— START Records for this task —

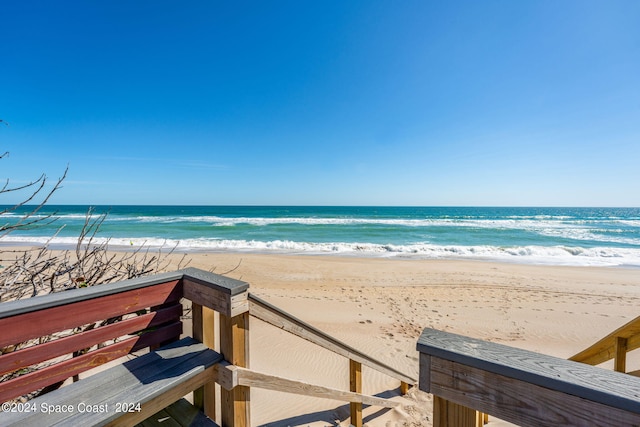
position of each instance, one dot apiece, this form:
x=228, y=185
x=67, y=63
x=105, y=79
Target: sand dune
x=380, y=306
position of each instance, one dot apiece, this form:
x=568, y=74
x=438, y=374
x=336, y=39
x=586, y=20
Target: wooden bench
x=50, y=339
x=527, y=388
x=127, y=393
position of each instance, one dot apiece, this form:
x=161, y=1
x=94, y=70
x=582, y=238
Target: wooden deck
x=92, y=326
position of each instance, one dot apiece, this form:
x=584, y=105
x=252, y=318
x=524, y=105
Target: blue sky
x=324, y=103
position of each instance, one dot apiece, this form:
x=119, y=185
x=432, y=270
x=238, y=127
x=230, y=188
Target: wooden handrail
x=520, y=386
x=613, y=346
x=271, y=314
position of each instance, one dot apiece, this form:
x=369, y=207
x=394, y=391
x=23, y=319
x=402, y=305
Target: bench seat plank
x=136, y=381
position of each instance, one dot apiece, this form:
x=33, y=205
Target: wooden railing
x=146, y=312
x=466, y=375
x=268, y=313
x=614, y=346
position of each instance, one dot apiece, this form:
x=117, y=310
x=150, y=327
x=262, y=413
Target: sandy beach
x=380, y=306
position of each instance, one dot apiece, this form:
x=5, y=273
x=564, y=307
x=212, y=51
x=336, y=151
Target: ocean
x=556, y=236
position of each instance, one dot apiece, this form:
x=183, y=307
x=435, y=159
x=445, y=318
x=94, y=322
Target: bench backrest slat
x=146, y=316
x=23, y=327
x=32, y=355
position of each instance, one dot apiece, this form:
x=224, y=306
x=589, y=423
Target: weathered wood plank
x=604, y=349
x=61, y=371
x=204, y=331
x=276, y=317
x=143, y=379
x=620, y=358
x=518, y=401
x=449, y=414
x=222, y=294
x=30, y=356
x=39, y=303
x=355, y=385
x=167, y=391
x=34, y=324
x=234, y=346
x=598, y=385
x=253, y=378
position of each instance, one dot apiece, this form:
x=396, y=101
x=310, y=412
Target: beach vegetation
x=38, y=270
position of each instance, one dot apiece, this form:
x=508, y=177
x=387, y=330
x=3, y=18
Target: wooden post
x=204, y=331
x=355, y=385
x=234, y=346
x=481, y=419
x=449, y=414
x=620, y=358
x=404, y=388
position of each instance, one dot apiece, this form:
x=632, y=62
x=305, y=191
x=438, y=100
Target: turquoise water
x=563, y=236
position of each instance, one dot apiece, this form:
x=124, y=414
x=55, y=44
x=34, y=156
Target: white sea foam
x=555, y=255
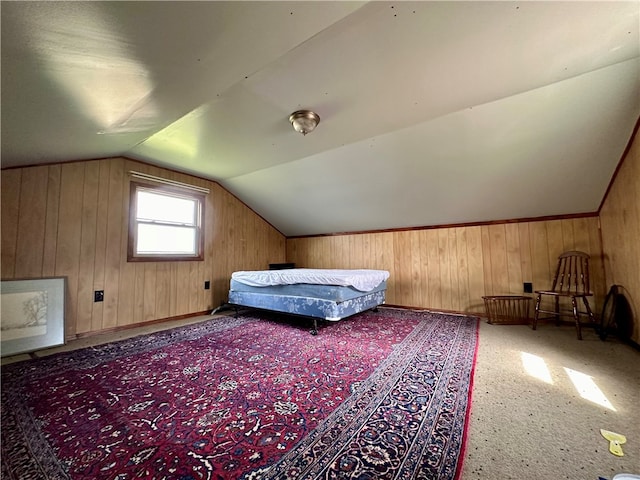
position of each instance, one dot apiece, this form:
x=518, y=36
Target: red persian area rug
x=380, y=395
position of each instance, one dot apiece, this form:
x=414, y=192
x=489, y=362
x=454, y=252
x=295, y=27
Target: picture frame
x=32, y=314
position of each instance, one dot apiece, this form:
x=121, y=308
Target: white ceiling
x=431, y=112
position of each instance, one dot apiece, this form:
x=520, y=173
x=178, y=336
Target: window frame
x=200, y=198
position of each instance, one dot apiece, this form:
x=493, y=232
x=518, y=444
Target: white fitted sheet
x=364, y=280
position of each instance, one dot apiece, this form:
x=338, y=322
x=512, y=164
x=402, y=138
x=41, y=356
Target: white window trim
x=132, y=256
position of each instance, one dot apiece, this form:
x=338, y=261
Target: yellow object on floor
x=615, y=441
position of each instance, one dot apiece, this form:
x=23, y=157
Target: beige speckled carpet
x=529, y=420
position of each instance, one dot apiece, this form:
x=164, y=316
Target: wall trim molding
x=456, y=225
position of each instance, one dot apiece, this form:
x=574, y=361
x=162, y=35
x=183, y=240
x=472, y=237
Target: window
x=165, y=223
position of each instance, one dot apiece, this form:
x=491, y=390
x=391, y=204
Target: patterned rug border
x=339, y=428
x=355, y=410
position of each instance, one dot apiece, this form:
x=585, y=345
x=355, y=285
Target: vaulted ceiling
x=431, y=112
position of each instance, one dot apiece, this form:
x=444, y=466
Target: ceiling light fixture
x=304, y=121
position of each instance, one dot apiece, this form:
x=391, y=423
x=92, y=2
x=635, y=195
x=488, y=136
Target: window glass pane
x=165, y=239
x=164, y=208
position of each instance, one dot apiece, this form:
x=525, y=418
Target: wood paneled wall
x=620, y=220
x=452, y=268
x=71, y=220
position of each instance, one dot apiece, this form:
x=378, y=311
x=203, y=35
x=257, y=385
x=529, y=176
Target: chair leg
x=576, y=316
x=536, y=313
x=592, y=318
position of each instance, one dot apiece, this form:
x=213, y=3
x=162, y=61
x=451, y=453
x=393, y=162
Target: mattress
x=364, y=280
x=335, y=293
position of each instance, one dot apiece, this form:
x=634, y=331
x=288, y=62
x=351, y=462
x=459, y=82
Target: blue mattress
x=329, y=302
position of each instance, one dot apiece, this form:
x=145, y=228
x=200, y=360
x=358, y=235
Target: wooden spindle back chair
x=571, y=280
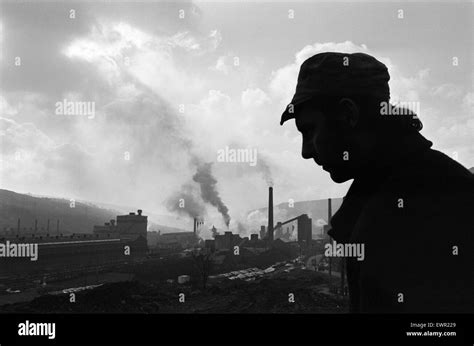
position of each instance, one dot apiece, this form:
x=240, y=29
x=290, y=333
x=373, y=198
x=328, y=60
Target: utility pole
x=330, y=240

— END Records for this task —

Write out the records above exactly as they appear, leaving out any pictures.

position of each instance, one dot apiece, this form:
x=228, y=185
x=67, y=63
x=105, y=79
Target: sand dune
x=380, y=306
position of each instance, one dot apiece, this form:
x=568, y=74
x=438, y=374
x=336, y=39
x=586, y=20
Target: wooden bench
x=50, y=339
x=527, y=388
x=127, y=393
position of each instance, one dot apiece, this form:
x=161, y=1
x=94, y=70
x=582, y=238
Target: wooden deck
x=92, y=326
position of each instance, one dot apiece, this form:
x=584, y=105
x=252, y=318
x=524, y=105
Target: blue sky
x=324, y=103
position of each instance, one dot apiece, this form:
x=119, y=185
x=432, y=270
x=238, y=127
x=230, y=188
Target: wooden handrail
x=520, y=386
x=613, y=346
x=271, y=314
position of each instance, one dot apiece, this form:
x=369, y=207
x=394, y=391
x=23, y=319
x=402, y=305
Target: bench seat plank
x=136, y=381
position of each instance, one dot apiece, this form:
x=33, y=205
Target: wooden railing
x=146, y=312
x=466, y=375
x=268, y=313
x=614, y=346
position of each instance, one dot apiece, this form:
x=117, y=310
x=150, y=327
x=262, y=413
Target: sandy beach
x=380, y=306
position of each instance, one dot apiece, this form:
x=5, y=273
x=564, y=307
x=212, y=51
x=336, y=151
Target: ocean
x=556, y=236
position of each instance, one dot apiece, this form:
x=183, y=307
x=435, y=159
x=445, y=318
x=94, y=322
Target: bench backrest slat
x=146, y=316
x=23, y=327
x=32, y=355
position of each instance, one dot apiece, this form:
x=224, y=306
x=589, y=423
Target: weathered wood plank
x=604, y=349
x=61, y=371
x=204, y=331
x=276, y=317
x=143, y=379
x=620, y=358
x=518, y=401
x=449, y=414
x=222, y=294
x=30, y=356
x=39, y=303
x=355, y=385
x=167, y=391
x=34, y=324
x=234, y=346
x=598, y=385
x=253, y=378
position of each instance, one dot apiece, this form:
x=396, y=101
x=310, y=412
Target: beach vegetation
x=38, y=270
position of each instance, one dot apiece, this form:
x=508, y=177
x=387, y=330
x=3, y=18
Target: wooden post
x=204, y=331
x=355, y=385
x=234, y=346
x=481, y=419
x=449, y=414
x=620, y=358
x=404, y=388
position of each instance, one dot apiece, this form:
x=632, y=62
x=305, y=191
x=438, y=100
Target: turquoise water
x=563, y=236
position of each instance, one dot apiece, this form:
x=124, y=414
x=55, y=44
x=34, y=156
Target: white sea foam
x=555, y=255
position of each instance, one dot apiece, this form:
x=518, y=36
Target: red persian area rug
x=380, y=395
position of each instance, one dot apiece, this form:
x=414, y=192
x=489, y=362
x=454, y=252
x=295, y=27
Target: picture frame
x=32, y=314
position of each instance, one dot apiece, this form:
x=121, y=308
Target: white ceiling
x=431, y=112
position of each instance, one dot apiece, this form:
x=520, y=173
x=178, y=336
Target: window frame
x=200, y=198
position of each instance, one dot apiece, this form:
x=493, y=232
x=518, y=444
Target: white fitted sheet
x=364, y=280
position of each instance, one dot apiece, this form:
x=338, y=322
x=512, y=164
x=402, y=138
x=41, y=356
Target: white window trim
x=132, y=256
position of each instance, one dot apiece, this form:
x=338, y=261
Target: yellow object on floor
x=615, y=441
position of each instance, one dot apiece, this form:
x=23, y=157
Target: beige speckled carpet
x=529, y=420
position of each instance, one dot apiece, this form:
x=164, y=316
Target: wall trim molding
x=456, y=225
position of each instance, one dot apiece, this form:
x=574, y=361
x=162, y=35
x=183, y=240
x=472, y=237
Target: window
x=165, y=223
position of each instance, one dot apiece, this form:
x=491, y=390
x=391, y=204
Target: patterned rug border
x=339, y=428
x=355, y=410
position of each instance, one dot apiece, this form:
x=585, y=345
x=355, y=285
Target: vaulted ceiling
x=431, y=112
position of each instance, one dot apiece, this form:
x=444, y=466
Target: ceiling light fixture
x=304, y=121
position of each instance, one dot apiece, this form:
x=391, y=423
x=92, y=2
x=635, y=195
x=488, y=136
Target: window glass pane
x=165, y=239
x=164, y=208
position of each instance, one dot apiece, this form:
x=525, y=418
Target: wood paneled wall
x=620, y=220
x=452, y=268
x=71, y=220
position of each instance, one dot apiece, this form:
x=378, y=311
x=203, y=35
x=257, y=385
x=529, y=176
Target: chair leg
x=576, y=316
x=536, y=313
x=592, y=318
position of each instance, one dot apiece, this form:
x=213, y=3
x=162, y=61
x=451, y=453
x=393, y=162
Target: mattress
x=364, y=280
x=335, y=293
position of each instance, one dot apiece, this form:
x=634, y=331
x=288, y=62
x=351, y=462
x=459, y=82
Target: blue mattress
x=329, y=302
position of each instance, one dot apiece, this form:
x=145, y=228
x=200, y=360
x=358, y=235
Target: wooden spindle back chair
x=571, y=280
position of each instance, one dot apiece, this form:
x=240, y=29
x=290, y=333
x=373, y=198
x=328, y=60
Target: utility pole
x=330, y=240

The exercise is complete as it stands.